*Given passage*:
------------------------------------
Fantastic Fringe: Your guide to the very best of the 2011 Edinburgh Festival
There are more venues and more performers than ever at this year's festival. As shows spill over into zoos and trains, let Alice Jones be your guide to the biggest and busiest event on the cultural calendar
Friday 29 July 2011
It's a cliché to say that in August every room in Edinburgh becomes a venue. This year, though, it's truer than ever before. In fact, if you can rustle up a party of 10, The Lounge Room Confabulators will come and perform their black comedy in your flat – as long as it has an EH postcode. Apart from that, there are plays about wedding singers in hotel penthouses (May I Have the Pleasure?), performances in sheds in the Royal Botanic Gardens (The Simple Things in Life) and a dance piece in a cage at the zoo (Enclosure 99 – Humans). Elsewhere, site-specific pioneers Grid Iron have moved in to the Anatomy Department at the University Medical School for their spooky What Remains, there's a poetry recital on-board the train to Glasgow (meet under the departure boards at Waverley Station) and plays unfolding over Skype or on your iPhone, iPod or iPad. Comedy's getting in on the act, too. Josie Long will pop up at the Fruitmarket Gallery as part of Detours while The Boy with Tape on His Face, last year's stand-out hit, will return to his roots and perform on the street for a fortnight.
There are new venues proper as well, bringing the grand total this year up to 258. With the Assembly Rooms closed for refurbishment, there's a new hub of seven venues in George Square (including one in a garage and three spiegeltents in the gardens) and Summerhall opens for business in the former Royal School of Veterinary Studies, where performances will unfold among the horse skeletons in the dissection hall.
------------------------------------
Data records:
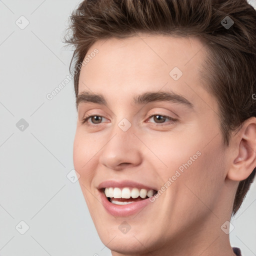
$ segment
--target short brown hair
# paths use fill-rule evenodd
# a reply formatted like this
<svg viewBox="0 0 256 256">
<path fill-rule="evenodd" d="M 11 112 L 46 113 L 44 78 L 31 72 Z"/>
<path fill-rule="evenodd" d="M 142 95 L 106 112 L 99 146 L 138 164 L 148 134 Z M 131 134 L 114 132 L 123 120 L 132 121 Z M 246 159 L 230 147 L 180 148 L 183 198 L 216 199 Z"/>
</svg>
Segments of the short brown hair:
<svg viewBox="0 0 256 256">
<path fill-rule="evenodd" d="M 227 18 L 234 22 L 228 28 L 224 25 Z M 224 144 L 229 145 L 232 132 L 256 116 L 252 96 L 256 92 L 256 12 L 246 0 L 84 0 L 72 12 L 68 30 L 72 34 L 64 38 L 75 46 L 70 71 L 74 60 L 75 66 L 81 66 L 89 48 L 100 40 L 141 32 L 196 36 L 208 54 L 202 75 L 218 104 Z M 74 78 L 76 97 L 80 74 L 79 70 Z M 256 168 L 240 182 L 232 215 L 255 173 Z"/>
</svg>

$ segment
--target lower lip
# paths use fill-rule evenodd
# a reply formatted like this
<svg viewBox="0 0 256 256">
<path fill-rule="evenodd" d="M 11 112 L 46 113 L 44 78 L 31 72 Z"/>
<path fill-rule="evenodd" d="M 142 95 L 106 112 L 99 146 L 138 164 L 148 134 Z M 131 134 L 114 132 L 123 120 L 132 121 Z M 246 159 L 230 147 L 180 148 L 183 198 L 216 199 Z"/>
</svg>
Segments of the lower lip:
<svg viewBox="0 0 256 256">
<path fill-rule="evenodd" d="M 113 216 L 126 216 L 138 212 L 142 208 L 150 204 L 150 198 L 141 201 L 128 204 L 115 204 L 110 202 L 102 192 L 100 192 L 100 197 L 103 206 L 108 212 Z"/>
</svg>

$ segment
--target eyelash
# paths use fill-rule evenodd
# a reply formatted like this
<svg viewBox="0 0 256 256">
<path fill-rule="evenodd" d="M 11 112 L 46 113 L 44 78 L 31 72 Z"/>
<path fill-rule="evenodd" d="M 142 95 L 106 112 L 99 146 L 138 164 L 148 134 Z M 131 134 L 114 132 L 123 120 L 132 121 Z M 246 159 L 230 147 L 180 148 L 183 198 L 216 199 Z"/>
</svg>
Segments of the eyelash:
<svg viewBox="0 0 256 256">
<path fill-rule="evenodd" d="M 147 120 L 148 118 L 152 118 L 156 116 L 162 116 L 164 118 L 167 118 L 169 119 L 171 121 L 171 122 L 172 124 L 174 124 L 178 121 L 177 119 L 174 118 L 171 118 L 170 116 L 166 116 L 164 114 L 151 114 L 151 115 L 150 114 L 150 115 L 148 116 Z M 100 116 L 101 118 L 104 118 L 104 116 L 98 116 L 96 114 L 88 115 L 88 116 L 85 116 L 84 118 L 82 120 L 82 124 L 85 124 L 86 126 L 98 126 L 99 124 L 90 124 L 88 122 L 87 122 L 87 122 L 87 120 L 89 120 L 90 118 L 93 118 L 94 116 Z M 165 122 L 162 123 L 162 124 L 157 124 L 157 123 L 153 123 L 153 124 L 156 124 L 156 126 L 164 126 L 170 125 L 169 124 L 168 124 L 168 123 L 166 124 Z"/>
</svg>

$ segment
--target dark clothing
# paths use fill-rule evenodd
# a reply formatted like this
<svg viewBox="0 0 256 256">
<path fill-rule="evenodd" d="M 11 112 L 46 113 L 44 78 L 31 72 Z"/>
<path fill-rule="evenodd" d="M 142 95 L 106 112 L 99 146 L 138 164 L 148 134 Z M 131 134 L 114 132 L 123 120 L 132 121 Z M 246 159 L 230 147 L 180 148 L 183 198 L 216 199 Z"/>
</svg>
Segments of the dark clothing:
<svg viewBox="0 0 256 256">
<path fill-rule="evenodd" d="M 233 247 L 233 252 L 236 254 L 237 256 L 242 256 L 241 250 L 237 247 Z"/>
</svg>

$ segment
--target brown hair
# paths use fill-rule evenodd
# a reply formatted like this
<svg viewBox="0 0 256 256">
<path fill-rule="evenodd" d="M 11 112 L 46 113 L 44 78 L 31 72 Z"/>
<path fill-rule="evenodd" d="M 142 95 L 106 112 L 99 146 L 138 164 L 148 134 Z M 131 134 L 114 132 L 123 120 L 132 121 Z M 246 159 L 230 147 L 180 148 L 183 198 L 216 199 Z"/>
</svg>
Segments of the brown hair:
<svg viewBox="0 0 256 256">
<path fill-rule="evenodd" d="M 224 26 L 226 18 L 234 22 L 230 28 Z M 70 71 L 74 60 L 75 66 L 81 66 L 89 48 L 100 40 L 140 32 L 196 36 L 206 46 L 202 74 L 218 104 L 224 144 L 229 145 L 232 132 L 256 116 L 252 96 L 256 93 L 256 12 L 246 0 L 84 0 L 72 12 L 68 30 L 72 34 L 64 38 L 75 46 Z M 76 97 L 80 73 L 79 70 L 74 78 Z M 254 168 L 240 182 L 232 215 L 255 173 Z"/>
</svg>

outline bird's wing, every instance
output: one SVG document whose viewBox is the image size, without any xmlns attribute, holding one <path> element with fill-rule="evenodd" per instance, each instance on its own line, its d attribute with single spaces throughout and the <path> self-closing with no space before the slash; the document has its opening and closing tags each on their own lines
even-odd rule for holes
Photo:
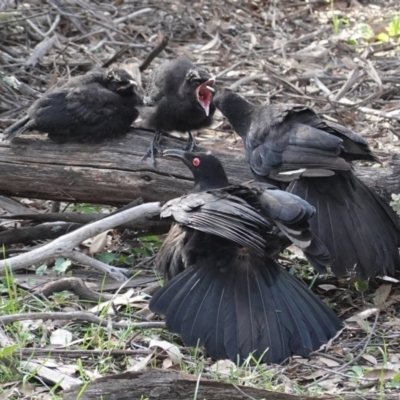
------------------------------------
*Exercise aim*: Reproduce the part of the Edinburgh Festival guide from "There are new" to "the dissection hall.", word for word.

*Worked solution*:
There are new venues proper as well, bringing the grand total this year up to 258. With the Assembly Rooms closed for refurbishment, there's a new hub of seven venues in George Square (including one in a garage and three spiegeltents in the gardens) and Summerhall opens for business in the former Royal School of Veterinary Studies, where performances will unfold among the horse skeletons in the dissection hall.